▶ [Problem to work on]:
Reproduce all of the records exactly.

[Named object pointing entries]
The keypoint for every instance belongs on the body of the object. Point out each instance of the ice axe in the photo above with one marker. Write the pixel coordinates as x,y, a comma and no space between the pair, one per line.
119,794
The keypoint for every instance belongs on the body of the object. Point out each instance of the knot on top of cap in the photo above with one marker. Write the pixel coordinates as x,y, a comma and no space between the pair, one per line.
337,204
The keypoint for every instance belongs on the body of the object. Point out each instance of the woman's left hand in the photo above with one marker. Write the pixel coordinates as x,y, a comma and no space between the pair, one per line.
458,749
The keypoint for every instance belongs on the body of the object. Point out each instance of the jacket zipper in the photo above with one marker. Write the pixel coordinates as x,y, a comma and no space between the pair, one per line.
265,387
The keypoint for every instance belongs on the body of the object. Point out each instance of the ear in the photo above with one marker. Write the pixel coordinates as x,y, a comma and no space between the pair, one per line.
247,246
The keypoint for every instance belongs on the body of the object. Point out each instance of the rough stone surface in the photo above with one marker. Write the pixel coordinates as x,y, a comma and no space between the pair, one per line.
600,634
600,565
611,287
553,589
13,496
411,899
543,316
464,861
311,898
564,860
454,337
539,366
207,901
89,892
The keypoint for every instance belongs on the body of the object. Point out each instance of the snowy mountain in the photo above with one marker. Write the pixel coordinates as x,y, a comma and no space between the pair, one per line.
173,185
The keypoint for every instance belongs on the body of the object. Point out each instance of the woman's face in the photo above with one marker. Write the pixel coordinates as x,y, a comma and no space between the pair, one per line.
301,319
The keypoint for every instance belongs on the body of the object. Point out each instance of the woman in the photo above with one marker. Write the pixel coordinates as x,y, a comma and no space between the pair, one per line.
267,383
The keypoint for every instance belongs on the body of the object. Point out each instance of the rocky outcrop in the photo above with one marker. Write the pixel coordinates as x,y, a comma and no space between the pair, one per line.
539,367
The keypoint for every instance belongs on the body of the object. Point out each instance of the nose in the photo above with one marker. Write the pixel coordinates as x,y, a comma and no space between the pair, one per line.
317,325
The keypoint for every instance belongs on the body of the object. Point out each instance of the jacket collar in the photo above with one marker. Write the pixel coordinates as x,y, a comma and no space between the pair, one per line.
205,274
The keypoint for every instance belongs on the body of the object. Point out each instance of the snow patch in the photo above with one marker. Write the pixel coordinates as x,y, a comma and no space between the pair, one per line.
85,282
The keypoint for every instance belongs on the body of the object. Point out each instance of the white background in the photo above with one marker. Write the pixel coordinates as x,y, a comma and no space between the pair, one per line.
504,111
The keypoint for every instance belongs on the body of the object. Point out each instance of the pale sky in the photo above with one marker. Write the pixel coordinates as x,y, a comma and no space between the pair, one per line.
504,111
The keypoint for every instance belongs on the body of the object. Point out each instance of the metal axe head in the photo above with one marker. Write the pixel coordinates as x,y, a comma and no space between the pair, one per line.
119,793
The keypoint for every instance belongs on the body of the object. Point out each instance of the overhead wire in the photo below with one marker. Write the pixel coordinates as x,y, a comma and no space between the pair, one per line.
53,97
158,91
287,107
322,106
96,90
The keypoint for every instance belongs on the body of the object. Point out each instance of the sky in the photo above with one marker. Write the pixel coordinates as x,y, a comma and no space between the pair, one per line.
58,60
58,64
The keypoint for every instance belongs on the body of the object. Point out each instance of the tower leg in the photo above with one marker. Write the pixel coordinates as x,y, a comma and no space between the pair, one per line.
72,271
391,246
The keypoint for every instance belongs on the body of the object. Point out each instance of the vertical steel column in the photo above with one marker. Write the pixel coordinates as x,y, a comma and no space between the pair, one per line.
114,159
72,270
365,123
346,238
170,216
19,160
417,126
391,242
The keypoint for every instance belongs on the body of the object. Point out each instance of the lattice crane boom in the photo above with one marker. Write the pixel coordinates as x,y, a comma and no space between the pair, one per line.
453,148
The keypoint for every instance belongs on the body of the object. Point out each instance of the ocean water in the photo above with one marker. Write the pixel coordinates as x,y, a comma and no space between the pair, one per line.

▶ [Completed exercise]:
The keypoint for every instance belongs on the body of the object. Point out each instance of the ice axe in the photo above with one marker. Write the pixel coordinates as x,y, a comma and no space between the pair, one per line.
119,794
The keypoint for every instance belongs on the body of the object. Point out each instance of the knot on top of cap in the photo above with one marker. Write the pixel coordinates as x,y, a comma and no space between the pair, one per line.
337,204
The keypoint for every instance belongs on the body of the object. Point out each instance of the woman's left hand in the photo above with one marker. Write the pixel coordinates as x,y, a comma and no space between the pair, one per line.
458,749
The keypoint for every instance belongs on the body of the object. Point out each instance of the jacket zipper in the photo above with one marker. Write the pixel coordinates as x,y, a comma and no space between the pair, one per line.
265,387
The keypoint for every instance belongs on the body of the object. Point out each instance of the ear in the photo above with one marker. Write the pixel coordinates as x,y, a comma and no space between the pair, one per line.
247,246
The keypoint for every instance belongs on the body of the object. Point out each instance of the rough stone surface in the photo above with one marker. Write the pixel coordinates as x,y, a comma and no space between the pair, one per line.
600,634
600,565
611,287
553,589
13,496
411,899
543,316
464,861
311,898
564,860
454,337
539,366
207,901
89,892
The keypoint for every instance belongs on the body of the object. Point out each instance of the snowy mountain in the photo above with one marker. Write the pixel coordinates as x,y, a comma and no space between the pair, one per line.
173,185
The keypoint for every instance belongs on the body of the object. Point out each instance of the woman's face in the photo above with one marker. Write the pixel coordinates as x,y, a comma and no space between the pair, one per line.
301,319
The keypoint for every instance belongs on the body of the object. Point out each instance of the woman in the photo above with one marker. Write the pixel coordinates as x,y, a comma and no space between the pair, one per line.
267,383
The keypoint for every instance belongs on the body of the object. Point out each instance of the rocky outcrop in the photo above with one marker. Write the pixel coordinates as x,y, a comma and no space between the pair, one per line.
539,367
The keypoint for every instance belongs on the body of the object. Point out each instance of the nose in the photo above with one marker. Write the pixel coordinates as x,y, a comma and no space between the pair, one per line.
317,325
The keypoint for every instance belongs on the body of the object. Point out each instance of the jacket collar in the photo above with one marker. Write the pixel coordinates as x,y, a comma and no space between the pair, one per line.
205,274
The keypoint for every instance belongs on the body of the object. Point out each instance of the snow patch in the photo above with one marker. Write the pixel coordinates as x,y, a comma and no space between the pair, one per line.
85,282
The keypoint for every instance belongs on the body of the object. Point out each instance of the white background in the photo above with one marker. Write the pixel coordinates as x,y, a comma and no space between the pair, one per line.
504,111
The keypoint for every instance belongs on the body of the object. Point out each instance of the pale sky in the photo above with one marker. Write the pixel coordinates as x,y, a comma and no space between the pair, one per line.
504,111
The keypoint for every instance belongs on the body of the object. Point out each instance of the metal axe head in the photo above with one marker. Write the pixel coordinates as x,y, a comma and no space between the pair, one per line.
119,793
The keypoint for every instance belongs on the body of the object. Point out each instance of the overhead wire in the photo below with one marker. Write the pixel coordinates as x,y, a comma and no space between the pair, one per line.
53,97
158,91
287,107
322,106
96,90
The keypoint for every instance belongs on the body of the object. Point out each instance of the sky in the photo above with one marker. Write the pixel coordinates as x,y, a comma and no space between the pair, one per line.
58,60
58,64
The keypoint for every instance belongs on the body of the object. Point out each instance of the tower leg in the photo above with one marker. Write the pixel coordinates as x,y, a comma and no space between the pair, one per line.
72,271
391,246
The keypoint for every instance belongs on the body of the object. Point out each instance of the vertical steel column in the photo above with one marker. Write the pixel coordinates as x,y, a comma and no space between the pair, one per line.
114,159
72,270
365,123
346,238
170,216
19,160
417,126
391,242
The keypoint for every instance belongs on the body of the object. Point out each instance of the lattice crane boom in the photo above with one marker. Write the pixel coordinates as x,y, a comma and no space between the pair, one per line.
453,148
The keypoint for every instance belongs on the body of the object. Point out each instance of the ocean water in the photo above with one marker. Write the pixel coordinates as x,y, a comma and no space between the pair, one per line.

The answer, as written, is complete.